## [Task to carry out]
Find every line in the records below that contains the word "mask" and copy each of those lines.

## [Exercise material]
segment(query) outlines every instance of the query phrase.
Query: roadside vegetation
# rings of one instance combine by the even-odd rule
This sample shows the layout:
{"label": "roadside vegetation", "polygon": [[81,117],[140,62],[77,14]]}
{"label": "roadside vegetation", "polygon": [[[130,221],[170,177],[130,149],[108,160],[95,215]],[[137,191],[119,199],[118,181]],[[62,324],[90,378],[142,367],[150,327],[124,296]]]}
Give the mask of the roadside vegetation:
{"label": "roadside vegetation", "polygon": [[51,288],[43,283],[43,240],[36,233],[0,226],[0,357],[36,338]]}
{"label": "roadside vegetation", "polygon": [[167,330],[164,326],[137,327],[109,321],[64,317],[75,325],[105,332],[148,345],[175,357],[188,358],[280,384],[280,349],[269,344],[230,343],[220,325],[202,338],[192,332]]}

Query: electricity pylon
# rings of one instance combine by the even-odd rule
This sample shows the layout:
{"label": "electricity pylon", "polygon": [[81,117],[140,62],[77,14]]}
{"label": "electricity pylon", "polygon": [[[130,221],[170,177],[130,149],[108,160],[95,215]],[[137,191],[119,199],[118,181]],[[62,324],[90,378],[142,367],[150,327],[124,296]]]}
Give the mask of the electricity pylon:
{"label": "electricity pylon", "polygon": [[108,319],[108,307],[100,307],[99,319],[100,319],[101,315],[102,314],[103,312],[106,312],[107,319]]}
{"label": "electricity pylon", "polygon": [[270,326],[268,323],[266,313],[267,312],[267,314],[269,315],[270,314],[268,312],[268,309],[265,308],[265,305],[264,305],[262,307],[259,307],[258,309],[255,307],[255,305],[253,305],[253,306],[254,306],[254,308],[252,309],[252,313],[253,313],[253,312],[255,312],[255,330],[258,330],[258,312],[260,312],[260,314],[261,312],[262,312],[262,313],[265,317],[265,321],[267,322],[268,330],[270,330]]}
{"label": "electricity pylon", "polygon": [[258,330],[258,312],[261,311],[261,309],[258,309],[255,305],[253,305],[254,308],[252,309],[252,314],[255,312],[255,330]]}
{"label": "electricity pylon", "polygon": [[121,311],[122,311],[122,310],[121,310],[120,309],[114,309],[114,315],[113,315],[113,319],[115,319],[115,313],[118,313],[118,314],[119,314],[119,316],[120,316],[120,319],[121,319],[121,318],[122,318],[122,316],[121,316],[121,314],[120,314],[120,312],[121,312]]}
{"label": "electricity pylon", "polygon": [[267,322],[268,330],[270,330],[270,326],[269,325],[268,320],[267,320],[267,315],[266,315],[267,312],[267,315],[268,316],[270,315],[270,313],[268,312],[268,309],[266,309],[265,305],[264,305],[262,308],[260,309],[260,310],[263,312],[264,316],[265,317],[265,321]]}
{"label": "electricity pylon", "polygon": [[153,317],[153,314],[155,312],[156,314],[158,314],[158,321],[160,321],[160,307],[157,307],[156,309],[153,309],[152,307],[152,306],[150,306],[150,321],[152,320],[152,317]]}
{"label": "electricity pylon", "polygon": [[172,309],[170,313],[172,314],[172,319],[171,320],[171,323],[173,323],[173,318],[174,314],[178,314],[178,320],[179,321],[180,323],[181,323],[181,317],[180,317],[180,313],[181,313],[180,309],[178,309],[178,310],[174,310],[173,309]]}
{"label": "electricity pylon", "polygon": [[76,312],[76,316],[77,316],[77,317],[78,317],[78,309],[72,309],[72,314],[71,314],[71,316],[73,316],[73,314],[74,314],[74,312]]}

## [Exercise answer]
Give the mask of the roadside vegetation:
Give the mask of the electricity pylon:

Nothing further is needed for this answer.